What you will do:
1 - Name the missteps that the article on the coronavirus outbreak says have aided the virus's growth.
2 - In the article on the coronavirus outbreak, write out the passage from "The first major" to "in intraday trading." word for word.
3 - According to the article on the coronavirus outbreak, what fatality rate did the WHO-led team find outside the Wuhan region?

Extract provided:
=== Section Start ===

The first major coronavirus outbreak has officially hit outside of Asia after Italy confirmed more than 200 cases, raising fears of a global pandemic. Italian officials locked down at least 10 towns, home to about 50,000 people, as markets tanked around the world, with the Dow Jones plummeting more than 1,000 points in intraday trading.
For weeks, the World Health Organization's chief official has warned of a narrowing "window of opportunity" to stall the virus's spread, but the case count continues to tick upwards on a daily basis. As of Monday, there have been 77,362 cases reported in China, including 2,618 deaths. In the past 24 hours, China reported 460 new confirmed cases and 150 deaths.
But calling the situation a pandemic prematurely causes fear and "does not fit the facts," Dr. Tedros Adhanom Ghebreyesus told reporters Monday. He said the body is not ready to declare a pandemic, but the "sudden increase in new cases" in other nations is "deeply concerning."
"What we see are epidemics in different parts of the world, affecting countries in different ways and requiring a tailored response," he said. "Does this virus have pandemic potential? Absolutely, it has. Are we there yet? Not yet."
A series of missteps, including China's slow response in recognizing the severity of the outbreak, not enough protection for health workers, and a cruise ship quarantine that became a hotbed for spreading the virus, have aided the growth even as officials around the world take drastic action. Nearly 800 million people remain under some sort of quarantine in China, an unprecedented move during a public health crisis. Other countries confronting the disease are deciding whether to follow China's lead in blocking residents' movements. South Korea, which has a reported 833 cases and seven deaths, is on the highest possible alert, which would allow the government to lock down regions.
Despite recent outbreaks of the virus in new areas, initial reports from a WHO-led team of medical experts who recently traveled to China show promising signs. Dr. Tedros said the group found the epidemic "peaked and plateaued between 23 of January and 2 of February and has been declining steadily since then." He said the group, which included members of the U.S. Centers for Disease Control and Prevention and the National Institutes of Health, reported no significant change in the DNA of the virus. It also found a 2-4 percent fatality rate in Wuhan, the epicenter of the outbreak, and a 0.7 percent fatality rate outside the region. The trip was initially criticized for not including visits to Wuhan or the Hubei region. Initial offers from the CDC and WHO were rebuffed by Chinese officials.

=== Section End ===

[Collected data entries]
=== Section Start ===

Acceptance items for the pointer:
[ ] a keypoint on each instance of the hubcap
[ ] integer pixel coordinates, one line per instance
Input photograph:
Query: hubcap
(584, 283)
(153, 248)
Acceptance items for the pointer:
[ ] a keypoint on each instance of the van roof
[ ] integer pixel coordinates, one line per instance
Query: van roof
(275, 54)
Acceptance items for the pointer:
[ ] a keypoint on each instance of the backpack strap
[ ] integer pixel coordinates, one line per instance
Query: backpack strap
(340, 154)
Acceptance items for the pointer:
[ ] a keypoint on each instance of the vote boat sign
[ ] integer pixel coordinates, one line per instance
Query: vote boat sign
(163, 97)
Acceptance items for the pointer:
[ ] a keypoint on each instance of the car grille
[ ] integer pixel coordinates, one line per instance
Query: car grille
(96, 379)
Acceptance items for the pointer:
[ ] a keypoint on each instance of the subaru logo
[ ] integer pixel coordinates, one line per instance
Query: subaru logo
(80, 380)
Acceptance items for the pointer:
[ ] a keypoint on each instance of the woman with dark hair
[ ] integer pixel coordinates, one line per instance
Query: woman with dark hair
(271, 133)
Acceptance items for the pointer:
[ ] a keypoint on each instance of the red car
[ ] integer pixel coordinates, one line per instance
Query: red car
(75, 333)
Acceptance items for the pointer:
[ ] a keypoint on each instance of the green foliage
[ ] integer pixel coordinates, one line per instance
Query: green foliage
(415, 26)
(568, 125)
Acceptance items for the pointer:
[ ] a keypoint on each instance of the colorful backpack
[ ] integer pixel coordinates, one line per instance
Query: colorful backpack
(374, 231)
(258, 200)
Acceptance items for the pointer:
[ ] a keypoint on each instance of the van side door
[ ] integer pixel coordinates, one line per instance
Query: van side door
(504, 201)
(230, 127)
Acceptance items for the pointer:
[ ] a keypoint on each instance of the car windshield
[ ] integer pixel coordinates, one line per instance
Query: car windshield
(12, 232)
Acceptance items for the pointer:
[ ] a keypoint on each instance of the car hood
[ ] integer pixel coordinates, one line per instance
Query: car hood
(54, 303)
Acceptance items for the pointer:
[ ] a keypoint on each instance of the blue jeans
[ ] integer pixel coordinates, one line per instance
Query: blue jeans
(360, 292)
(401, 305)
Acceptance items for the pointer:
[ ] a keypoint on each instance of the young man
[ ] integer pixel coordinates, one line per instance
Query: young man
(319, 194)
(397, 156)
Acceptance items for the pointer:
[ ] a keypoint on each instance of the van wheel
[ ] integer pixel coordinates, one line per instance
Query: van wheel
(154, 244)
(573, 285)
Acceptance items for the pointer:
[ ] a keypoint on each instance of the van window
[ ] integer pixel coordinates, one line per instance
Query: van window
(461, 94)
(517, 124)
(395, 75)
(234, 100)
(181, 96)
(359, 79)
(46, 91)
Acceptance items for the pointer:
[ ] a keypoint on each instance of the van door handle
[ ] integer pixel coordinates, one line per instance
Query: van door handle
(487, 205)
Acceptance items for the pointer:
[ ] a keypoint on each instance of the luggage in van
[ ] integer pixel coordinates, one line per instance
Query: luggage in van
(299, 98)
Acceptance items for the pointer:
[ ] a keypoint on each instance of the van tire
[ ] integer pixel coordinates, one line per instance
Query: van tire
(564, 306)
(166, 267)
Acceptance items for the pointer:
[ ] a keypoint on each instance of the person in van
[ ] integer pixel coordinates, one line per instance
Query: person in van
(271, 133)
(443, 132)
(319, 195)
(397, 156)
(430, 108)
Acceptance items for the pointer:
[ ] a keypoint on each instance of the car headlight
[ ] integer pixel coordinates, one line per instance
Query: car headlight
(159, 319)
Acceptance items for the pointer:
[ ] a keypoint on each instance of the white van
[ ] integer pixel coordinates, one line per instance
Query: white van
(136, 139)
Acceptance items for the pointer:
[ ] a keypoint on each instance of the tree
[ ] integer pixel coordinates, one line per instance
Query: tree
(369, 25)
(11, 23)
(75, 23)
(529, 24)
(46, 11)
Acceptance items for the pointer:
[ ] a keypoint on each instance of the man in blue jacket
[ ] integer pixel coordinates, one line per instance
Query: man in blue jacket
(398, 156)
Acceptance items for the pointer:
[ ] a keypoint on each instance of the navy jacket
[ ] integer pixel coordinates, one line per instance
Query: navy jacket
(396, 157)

=== Section End ===

Answers by task:
1 -
- China's slow response in recognizing the severity of the outbreak
- Not enough protection for health workers
- A cruise ship quarantine that became a hotbed for spreading the virus

2 -
The first major coronavirus outbreak has officially hit outside of Asia after Italy confirmed more than 200 cases, raising fears of a global pandemic. Italian officials locked down at least 10 towns, home to about 50,000 people, as markets tanked around the world, with the Dow Jones plummeting more than 1,000 points in intraday trading.

3 - 0.7 percent